*EXERCISE DETAILS*: Every record has to be written out exactly, with no line missing.

** Opening RECORDS PROVIDED block **

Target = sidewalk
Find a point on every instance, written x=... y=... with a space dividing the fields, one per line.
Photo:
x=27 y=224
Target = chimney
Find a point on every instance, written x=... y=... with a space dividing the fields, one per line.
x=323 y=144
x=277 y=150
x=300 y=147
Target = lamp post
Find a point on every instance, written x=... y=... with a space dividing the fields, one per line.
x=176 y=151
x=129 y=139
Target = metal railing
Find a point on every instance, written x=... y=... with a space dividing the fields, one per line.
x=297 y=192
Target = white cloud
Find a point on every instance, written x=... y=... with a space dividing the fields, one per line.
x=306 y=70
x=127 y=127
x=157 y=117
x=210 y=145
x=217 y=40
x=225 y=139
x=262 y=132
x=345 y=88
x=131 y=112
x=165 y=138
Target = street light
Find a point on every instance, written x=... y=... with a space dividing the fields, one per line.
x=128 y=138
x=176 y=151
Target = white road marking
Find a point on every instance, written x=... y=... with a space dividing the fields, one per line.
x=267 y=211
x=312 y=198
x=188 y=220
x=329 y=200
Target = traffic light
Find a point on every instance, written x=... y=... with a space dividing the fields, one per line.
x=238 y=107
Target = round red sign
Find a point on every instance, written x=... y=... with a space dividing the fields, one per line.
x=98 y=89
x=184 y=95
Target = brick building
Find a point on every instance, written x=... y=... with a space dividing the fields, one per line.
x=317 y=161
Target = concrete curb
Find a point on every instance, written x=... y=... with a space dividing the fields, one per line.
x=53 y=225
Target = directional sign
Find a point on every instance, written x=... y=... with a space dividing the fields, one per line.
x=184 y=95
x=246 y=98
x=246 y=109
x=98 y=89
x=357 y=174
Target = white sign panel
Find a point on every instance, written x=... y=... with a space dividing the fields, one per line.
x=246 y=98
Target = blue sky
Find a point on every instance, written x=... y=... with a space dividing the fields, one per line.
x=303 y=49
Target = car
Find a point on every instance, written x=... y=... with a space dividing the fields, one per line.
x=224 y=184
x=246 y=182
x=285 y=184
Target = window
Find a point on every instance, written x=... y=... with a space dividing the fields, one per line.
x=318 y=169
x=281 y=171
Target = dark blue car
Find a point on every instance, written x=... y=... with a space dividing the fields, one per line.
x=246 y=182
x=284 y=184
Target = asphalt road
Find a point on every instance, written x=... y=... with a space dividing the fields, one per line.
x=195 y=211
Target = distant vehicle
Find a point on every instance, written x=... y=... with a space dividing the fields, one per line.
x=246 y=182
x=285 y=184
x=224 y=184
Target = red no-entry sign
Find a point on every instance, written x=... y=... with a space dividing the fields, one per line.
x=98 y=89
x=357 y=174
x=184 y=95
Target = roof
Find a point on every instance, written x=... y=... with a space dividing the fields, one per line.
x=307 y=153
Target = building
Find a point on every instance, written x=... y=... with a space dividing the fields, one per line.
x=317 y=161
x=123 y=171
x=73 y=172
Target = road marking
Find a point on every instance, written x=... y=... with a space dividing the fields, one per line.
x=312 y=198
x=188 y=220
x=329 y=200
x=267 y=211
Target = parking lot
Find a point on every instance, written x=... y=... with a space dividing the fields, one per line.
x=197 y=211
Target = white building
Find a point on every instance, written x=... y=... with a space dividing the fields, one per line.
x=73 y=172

** Closing RECORDS PROVIDED block **

*ANSWER TO THIS TASK*:
Target = sidewalk
Find a point on every instance, written x=... y=... with a space dividing the fields, one per line.
Photo:
x=27 y=224
Target = chimney
Find a point on every instance, written x=... y=... with a space dividing the fields, one per line.
x=323 y=144
x=277 y=150
x=300 y=147
Target = lamp post
Find a point on every instance, written x=... y=... with a space dividing the fields, one per line.
x=176 y=151
x=129 y=139
Target = metal railing
Find a point on every instance, written x=... y=... with a space dividing the fields, one per line.
x=297 y=192
Target = white cloud
Find a point on every instance, written x=... y=... with a space dividing the fields, one per line.
x=306 y=70
x=127 y=127
x=157 y=117
x=210 y=145
x=217 y=40
x=225 y=139
x=262 y=132
x=345 y=88
x=131 y=112
x=165 y=138
Target = street light
Find a point on every instance, written x=... y=... with a space dividing the fields, one per line.
x=128 y=138
x=176 y=151
Target = white road marking
Find a point on every instance, written x=... y=... with a space dividing the fields, one per line.
x=267 y=211
x=312 y=198
x=188 y=220
x=329 y=200
Target = traffic light
Find a point on every instance, written x=... y=... with a space dividing the fields, one per line.
x=238 y=107
Target = round red sign
Find a point on every instance, written x=... y=... with a space dividing the fields, one per line.
x=98 y=89
x=184 y=95
Target = brick building
Find a point on every instance, written x=... y=... with a space dividing the fields, one per line.
x=317 y=161
Target = concrete curb
Find a point on every instance, written x=... y=... with a space dividing the fields, one per line.
x=53 y=225
Target = directional sign
Find a point on every instance, written x=... y=... with a space dividing the fields, one per line.
x=184 y=95
x=246 y=98
x=246 y=109
x=98 y=89
x=357 y=174
Target = white sign panel
Find a point on every instance, written x=... y=... with a space dividing the fields, one per line.
x=246 y=98
Target = blue sky
Find a point on every instance, written x=... y=... with a space dividing the fields, one per line.
x=303 y=49
Target = car
Find a point on every instance, written x=... y=... with a space dividing the fields, one per line.
x=224 y=184
x=246 y=182
x=285 y=184
Target = window
Find a point on every instance, written x=... y=... with a space dividing the fields, one per line.
x=318 y=169
x=281 y=171
Target = dark blue car
Find a point on every instance, written x=... y=... with a space dividing the fields, one per line.
x=246 y=182
x=284 y=184
Target = asphalt road
Find a point on every instance, written x=... y=... with a space dividing the fields, one per line.
x=195 y=211
Target = distant vehicle
Find a point on every instance, written x=... y=... with a space dividing the fields, one per line.
x=246 y=182
x=285 y=184
x=224 y=184
Target = red no-entry sign
Find a point on every instance, written x=... y=... with a space dividing the fields, one per line.
x=98 y=89
x=357 y=174
x=184 y=95
Target = roof
Find a point on every instance, written x=... y=... with a space dividing the fields, one per line.
x=307 y=153
Target = building
Find a point on every instance, written x=... y=... with a space dividing the fields, one per line.
x=317 y=161
x=123 y=171
x=73 y=172
Target = road marking
Find a point on every instance, written x=... y=... with a space dividing the fields, one per line.
x=312 y=198
x=188 y=220
x=329 y=200
x=267 y=211
Target = parking lot
Find a point on every instance, written x=... y=... with a space dividing the fields, one per line.
x=197 y=211
Target = white building
Find a point on every instance, written x=... y=... with a space dividing the fields, one per line.
x=73 y=172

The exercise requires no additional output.